#### Task instructions
a - Print everything in the CBILS passage from "Because of the deficiency" down to "previous credit issues.", word for word.
b - In the CBILS passage, what name does Rangewell give to its proposed equity scheme for smaller SMEs?
c - Pick up the CBILS passage after its final sentence and keep writing.

#### Supplied text
-*-*-
Rangewell, a business finance consultancy, has said that overall approval rate for funds under CBILS remains at 50%, which means that 40,000 SMEs have been unable to access government-backed debt funding.

Analysis by Rangewell tracks the Coronavirus Business Interruption Loan Scheme (CBILS) and the Bounce Back Loan Scheme (BBLS) – two UK government programmes providing support to smaller firms that have struggled in the wake of the Covid-19 pandemic.

Because of the deficiency in funding, Rangewell says the government “needs to be thinking of other solutions for this large cohort of over 40,000 companies.”

Rangewell says “most of these businesses will be credible, long-standing businesses but not suitable for bank debt. Perhaps this is because of the sector they are in, their stage of development or previous credit issues.

“It is not realistic for the government to ask lenders to breach responsible lending guidelines, as that is what will cause the much-discussed ‘surge in defaults’ and would be irresponsible.”

Instead, Rangewell is calling on the government to rapidly replicate and roll-out the forthcoming equity support for larger SMEs that will be provided by Project Birch to smaller SMEs.

Rangewell is proposing a Project Spruce for smaller SMEs, with priority given to those who have failed to receive CBIL funds.

“In the majority of cases, such companies will have spent considerable time preparing cash flows and business plans – all of which could quickly be reviewed under the new Project Spruce scheme and funds deployed rapidly.”
-*-*-
#### Exercise data
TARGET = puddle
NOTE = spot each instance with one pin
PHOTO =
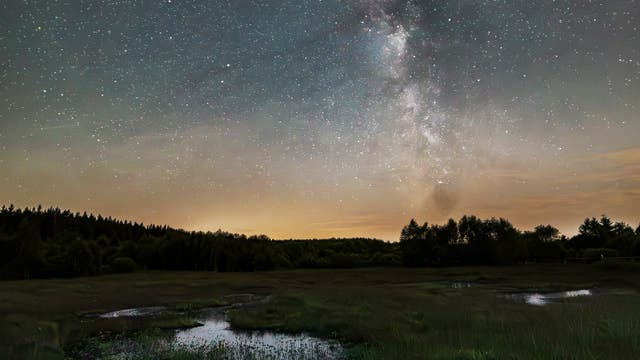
(540, 299)
(134, 312)
(461, 285)
(216, 331)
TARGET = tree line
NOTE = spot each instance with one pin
(474, 241)
(40, 243)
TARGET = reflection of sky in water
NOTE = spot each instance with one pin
(215, 330)
(544, 299)
(143, 311)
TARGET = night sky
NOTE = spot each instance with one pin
(300, 118)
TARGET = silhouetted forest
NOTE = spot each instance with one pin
(55, 243)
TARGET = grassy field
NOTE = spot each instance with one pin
(379, 313)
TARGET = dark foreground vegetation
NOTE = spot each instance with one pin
(37, 243)
(459, 313)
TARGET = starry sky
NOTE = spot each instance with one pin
(318, 118)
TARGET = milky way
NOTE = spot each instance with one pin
(322, 118)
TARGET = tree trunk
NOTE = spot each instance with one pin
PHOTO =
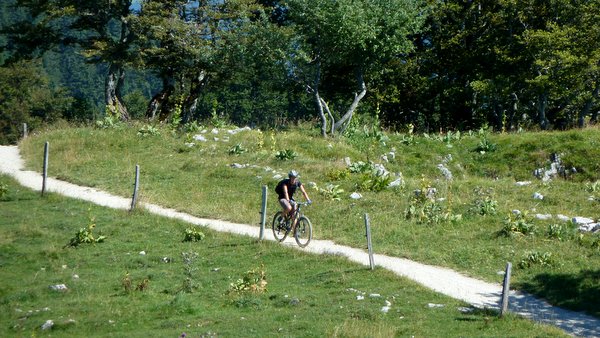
(191, 102)
(345, 120)
(112, 88)
(587, 107)
(158, 106)
(542, 104)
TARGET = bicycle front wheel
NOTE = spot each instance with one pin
(303, 233)
(279, 227)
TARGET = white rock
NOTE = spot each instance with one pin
(59, 287)
(582, 220)
(47, 325)
(589, 227)
(396, 183)
(355, 196)
(200, 138)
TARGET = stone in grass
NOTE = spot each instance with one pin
(355, 196)
(59, 287)
(48, 325)
(582, 220)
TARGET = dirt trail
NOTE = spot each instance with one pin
(475, 292)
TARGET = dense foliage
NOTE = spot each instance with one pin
(451, 65)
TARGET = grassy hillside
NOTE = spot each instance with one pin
(144, 280)
(468, 225)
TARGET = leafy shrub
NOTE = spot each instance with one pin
(484, 204)
(337, 174)
(286, 155)
(193, 235)
(485, 146)
(3, 191)
(148, 130)
(425, 208)
(189, 281)
(534, 258)
(331, 191)
(374, 181)
(86, 235)
(252, 281)
(237, 149)
(517, 224)
(561, 231)
(361, 167)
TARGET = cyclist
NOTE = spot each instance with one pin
(285, 190)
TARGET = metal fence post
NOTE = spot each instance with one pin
(45, 169)
(369, 246)
(263, 213)
(506, 289)
(135, 187)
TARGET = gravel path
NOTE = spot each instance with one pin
(475, 292)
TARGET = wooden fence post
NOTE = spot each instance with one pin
(135, 187)
(369, 246)
(45, 169)
(263, 213)
(506, 289)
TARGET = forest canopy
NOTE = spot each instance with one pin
(435, 65)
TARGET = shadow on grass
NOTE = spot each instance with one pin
-*-*-
#### Task answers
a -
Because of the deficiency in funding, Rangewell says the government “needs to be thinking of other solutions for this large cohort of over 40,000 companies.”

Rangewell says “most of these businesses will be credible, long-standing businesses but not suitable for bank debt. Perhaps this is because of the sector they are in, their stage of development or previous credit issues.

b - Project Spruce

c -
Rangewell is suggesting a ‘Project Spruce’ that replicates the forthcoming ‘Project Birch’ being rolled out for larger companies.

The consultancy said many rejected CBILS applicants “will be facing significant financial difficulties – and many will be just as important to their local economies as the nationally important companies being supported by ‘Project Birch’.”

CBILS

The average CBILS loan size of £275,000 this week and £194,000 since the commencement of the scheme ties in with what Rangewell is seeing – most borrowers keen to remain below the £250,000 limit where personal guarantees kick in.

Low volumes of CBIL applications over the last couple of weeks suggest to Rangewell that the early negative publicity may be responsible for “scaring off” legitimate borrowers from applying to the scheme.

Bounce Back Loan Scheme

Rangewell says the average Bounce Back Loan amount remains at the £30,000 level, assuming every borrower is applying for the maximum 25% of turnover, it shows the scheme really is helping the smaller end of the SME market.

Rangewell says that although Bounce Back Loan volumes and loan amounts have fallen significantly again this week, the overall 80% approval rate and the £20bn-plus of total lending via the scheme is a huge injection of capital into SMEs.

Rangewell said the Treasury should be commended. “To get a scheme of this magnitude up and running so quickly and pumping over £20bn into supporting SMEs is no small feat.”

It added: “The headlines being bandied around that half these borrowers have ‘no intention of paying back the loans’ is frankly insulting to small businesses who are facing unprecedented situations and levels of stress whilst trying to keep their businesses afloat.”

Large CBILS

Rangewell said the Large CBIL Scheme continues to underperform with low application rates and an overall approval rate of just over 30%.

It added: “The UK’s ‘Mittelstand’ is the real backbone of the economy and need much better support than this. The Chancellor needs to urgently work out why this scheme is not performing and see how it can be improved alongside the equity injection plans that have been floated via the much-anticipated ‘Project Birch’ scheme.